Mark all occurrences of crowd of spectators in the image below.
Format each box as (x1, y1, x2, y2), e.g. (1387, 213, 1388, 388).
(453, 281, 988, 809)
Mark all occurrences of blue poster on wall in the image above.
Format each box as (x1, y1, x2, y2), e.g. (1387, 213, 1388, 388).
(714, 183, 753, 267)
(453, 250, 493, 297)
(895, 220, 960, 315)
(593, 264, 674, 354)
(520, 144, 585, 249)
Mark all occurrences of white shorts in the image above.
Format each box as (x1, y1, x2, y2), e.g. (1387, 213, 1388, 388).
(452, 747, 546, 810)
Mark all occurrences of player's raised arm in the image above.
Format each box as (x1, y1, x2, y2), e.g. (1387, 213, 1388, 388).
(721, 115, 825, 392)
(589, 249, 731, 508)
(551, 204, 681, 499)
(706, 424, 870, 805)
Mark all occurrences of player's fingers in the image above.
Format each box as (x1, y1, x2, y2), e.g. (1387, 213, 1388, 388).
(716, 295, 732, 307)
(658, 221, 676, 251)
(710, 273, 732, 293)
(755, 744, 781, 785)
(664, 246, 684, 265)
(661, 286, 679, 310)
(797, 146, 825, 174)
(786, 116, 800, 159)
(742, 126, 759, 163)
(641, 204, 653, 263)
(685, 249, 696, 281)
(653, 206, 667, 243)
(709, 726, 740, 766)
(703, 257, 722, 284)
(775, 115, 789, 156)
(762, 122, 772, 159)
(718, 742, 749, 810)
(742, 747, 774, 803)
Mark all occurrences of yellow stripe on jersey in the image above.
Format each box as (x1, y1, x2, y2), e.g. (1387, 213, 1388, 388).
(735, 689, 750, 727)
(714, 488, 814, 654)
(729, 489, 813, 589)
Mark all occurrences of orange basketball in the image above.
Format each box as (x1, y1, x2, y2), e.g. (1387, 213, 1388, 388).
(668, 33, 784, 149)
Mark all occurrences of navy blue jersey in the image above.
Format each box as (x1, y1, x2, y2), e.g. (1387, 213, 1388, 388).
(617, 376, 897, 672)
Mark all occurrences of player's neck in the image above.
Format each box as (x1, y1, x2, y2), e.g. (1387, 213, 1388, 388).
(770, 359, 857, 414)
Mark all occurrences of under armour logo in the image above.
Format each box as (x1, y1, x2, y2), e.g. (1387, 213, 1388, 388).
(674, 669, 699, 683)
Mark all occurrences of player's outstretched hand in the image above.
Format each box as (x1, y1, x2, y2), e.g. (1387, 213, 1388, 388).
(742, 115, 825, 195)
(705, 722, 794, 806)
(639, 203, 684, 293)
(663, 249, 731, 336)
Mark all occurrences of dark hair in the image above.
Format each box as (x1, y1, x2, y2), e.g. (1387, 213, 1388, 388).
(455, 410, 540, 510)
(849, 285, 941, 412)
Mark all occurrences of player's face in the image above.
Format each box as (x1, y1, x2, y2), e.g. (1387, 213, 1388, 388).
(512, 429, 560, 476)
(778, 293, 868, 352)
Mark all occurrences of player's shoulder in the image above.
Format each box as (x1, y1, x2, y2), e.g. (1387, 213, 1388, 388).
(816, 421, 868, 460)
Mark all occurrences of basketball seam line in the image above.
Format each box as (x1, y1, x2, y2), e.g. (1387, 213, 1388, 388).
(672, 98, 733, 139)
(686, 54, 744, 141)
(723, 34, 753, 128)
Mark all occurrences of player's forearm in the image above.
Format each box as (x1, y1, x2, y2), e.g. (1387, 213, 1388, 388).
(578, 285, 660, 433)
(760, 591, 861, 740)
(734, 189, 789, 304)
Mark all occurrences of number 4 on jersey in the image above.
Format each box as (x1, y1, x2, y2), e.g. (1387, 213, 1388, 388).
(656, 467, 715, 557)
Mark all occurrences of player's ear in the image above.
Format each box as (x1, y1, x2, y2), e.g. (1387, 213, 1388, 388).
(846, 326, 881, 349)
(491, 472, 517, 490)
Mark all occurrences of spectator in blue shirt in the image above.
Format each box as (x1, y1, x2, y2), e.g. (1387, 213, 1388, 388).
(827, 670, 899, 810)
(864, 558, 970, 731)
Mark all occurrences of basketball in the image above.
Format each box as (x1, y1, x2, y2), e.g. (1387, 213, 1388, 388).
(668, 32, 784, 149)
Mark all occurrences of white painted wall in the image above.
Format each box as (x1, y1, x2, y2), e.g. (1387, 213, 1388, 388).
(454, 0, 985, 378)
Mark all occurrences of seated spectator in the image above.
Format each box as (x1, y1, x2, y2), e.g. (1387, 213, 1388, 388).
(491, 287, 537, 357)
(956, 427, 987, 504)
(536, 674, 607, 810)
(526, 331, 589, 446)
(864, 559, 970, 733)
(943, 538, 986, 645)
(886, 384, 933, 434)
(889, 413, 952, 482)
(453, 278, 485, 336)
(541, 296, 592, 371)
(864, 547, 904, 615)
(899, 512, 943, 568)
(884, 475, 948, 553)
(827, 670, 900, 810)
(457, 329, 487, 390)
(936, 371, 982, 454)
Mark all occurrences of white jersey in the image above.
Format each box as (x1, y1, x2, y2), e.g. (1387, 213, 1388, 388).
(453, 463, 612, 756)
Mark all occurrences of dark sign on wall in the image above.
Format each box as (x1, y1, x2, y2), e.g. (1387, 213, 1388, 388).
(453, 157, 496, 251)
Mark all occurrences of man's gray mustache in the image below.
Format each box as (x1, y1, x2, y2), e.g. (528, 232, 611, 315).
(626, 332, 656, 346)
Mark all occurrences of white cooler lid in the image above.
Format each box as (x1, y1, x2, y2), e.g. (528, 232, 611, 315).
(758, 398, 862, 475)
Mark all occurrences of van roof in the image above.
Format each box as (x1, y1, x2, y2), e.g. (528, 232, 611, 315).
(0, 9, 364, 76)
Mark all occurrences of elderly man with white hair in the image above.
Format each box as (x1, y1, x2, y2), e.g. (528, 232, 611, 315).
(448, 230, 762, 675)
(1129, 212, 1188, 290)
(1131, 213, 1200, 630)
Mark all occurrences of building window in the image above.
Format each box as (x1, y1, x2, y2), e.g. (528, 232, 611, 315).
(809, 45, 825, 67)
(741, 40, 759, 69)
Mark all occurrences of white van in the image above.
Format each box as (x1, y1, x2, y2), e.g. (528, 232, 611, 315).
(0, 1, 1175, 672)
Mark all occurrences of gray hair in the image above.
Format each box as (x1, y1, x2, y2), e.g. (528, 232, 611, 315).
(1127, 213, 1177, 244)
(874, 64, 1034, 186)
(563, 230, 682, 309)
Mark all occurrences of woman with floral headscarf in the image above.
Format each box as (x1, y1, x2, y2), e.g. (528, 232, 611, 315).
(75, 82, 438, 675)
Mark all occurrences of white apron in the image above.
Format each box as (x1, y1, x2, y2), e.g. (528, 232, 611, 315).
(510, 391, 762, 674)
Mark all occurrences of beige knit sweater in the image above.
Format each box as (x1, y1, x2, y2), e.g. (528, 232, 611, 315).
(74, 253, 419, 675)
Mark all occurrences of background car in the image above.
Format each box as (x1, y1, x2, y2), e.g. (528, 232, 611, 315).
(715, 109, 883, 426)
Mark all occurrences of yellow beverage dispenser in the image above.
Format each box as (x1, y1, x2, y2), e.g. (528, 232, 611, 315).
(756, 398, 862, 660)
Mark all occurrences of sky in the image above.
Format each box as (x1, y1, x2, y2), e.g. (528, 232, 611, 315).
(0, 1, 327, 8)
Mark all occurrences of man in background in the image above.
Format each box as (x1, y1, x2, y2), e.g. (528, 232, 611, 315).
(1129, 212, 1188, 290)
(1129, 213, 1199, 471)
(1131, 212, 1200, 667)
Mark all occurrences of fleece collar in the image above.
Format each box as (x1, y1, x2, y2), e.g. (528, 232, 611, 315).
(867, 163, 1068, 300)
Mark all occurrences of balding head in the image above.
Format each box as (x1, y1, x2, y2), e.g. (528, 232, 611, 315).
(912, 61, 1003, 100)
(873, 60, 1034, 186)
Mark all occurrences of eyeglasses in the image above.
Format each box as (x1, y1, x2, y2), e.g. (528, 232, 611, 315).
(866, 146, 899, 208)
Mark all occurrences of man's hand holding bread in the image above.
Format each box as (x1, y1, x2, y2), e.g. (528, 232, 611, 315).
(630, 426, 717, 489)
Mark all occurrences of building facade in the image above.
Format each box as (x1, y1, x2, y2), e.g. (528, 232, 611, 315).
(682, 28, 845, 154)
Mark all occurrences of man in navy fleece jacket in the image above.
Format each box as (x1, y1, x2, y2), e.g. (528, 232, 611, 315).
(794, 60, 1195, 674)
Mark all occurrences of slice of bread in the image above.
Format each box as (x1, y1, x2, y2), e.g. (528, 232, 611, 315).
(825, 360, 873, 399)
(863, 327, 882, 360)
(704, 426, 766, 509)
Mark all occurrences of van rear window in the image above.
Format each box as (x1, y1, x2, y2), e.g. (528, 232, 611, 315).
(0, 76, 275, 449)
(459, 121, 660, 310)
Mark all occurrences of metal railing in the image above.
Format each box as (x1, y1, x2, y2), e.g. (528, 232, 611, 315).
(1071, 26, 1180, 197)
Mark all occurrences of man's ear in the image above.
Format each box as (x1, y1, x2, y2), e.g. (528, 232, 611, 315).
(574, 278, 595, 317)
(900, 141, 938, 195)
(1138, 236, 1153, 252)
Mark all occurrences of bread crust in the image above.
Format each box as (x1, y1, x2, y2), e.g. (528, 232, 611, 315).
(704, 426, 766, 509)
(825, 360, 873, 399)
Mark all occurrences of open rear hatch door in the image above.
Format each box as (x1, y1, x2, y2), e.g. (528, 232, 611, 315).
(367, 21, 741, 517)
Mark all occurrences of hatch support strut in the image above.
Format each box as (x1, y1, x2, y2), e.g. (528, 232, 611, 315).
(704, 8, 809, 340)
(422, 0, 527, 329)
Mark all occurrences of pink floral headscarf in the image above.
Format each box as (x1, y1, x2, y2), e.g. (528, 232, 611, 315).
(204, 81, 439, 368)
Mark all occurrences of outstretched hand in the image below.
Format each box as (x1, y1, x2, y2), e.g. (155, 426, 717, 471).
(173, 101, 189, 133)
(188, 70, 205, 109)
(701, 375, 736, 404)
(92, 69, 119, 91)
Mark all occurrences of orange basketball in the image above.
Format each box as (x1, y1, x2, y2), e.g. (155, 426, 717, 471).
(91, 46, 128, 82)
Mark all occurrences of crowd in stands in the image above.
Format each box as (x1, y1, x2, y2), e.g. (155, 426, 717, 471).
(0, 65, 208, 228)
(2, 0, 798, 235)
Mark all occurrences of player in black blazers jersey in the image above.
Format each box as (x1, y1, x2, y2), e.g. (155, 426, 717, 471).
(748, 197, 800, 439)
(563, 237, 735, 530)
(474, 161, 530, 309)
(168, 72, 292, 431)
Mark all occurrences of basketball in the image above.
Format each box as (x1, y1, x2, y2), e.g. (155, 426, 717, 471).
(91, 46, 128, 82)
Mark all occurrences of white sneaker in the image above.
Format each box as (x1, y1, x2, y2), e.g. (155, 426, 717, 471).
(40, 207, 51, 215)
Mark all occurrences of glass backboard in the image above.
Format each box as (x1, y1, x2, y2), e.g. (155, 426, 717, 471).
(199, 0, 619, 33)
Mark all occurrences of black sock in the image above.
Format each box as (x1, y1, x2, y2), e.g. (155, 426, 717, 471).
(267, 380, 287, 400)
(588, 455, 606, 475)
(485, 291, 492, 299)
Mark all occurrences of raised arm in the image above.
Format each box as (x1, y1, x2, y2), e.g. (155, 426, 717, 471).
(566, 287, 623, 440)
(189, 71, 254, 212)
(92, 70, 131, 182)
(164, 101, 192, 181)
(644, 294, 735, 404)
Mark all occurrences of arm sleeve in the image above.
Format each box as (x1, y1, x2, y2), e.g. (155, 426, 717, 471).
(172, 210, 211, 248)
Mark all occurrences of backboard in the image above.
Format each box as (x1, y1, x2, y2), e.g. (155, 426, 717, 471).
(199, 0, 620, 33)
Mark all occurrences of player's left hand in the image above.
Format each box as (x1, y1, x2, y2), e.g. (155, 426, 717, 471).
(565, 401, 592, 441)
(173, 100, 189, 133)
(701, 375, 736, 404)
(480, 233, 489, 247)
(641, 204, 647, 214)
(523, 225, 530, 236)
-=-=-
The total, and nothing more: how many lines in the entries contain "dark"?

[Task response] 2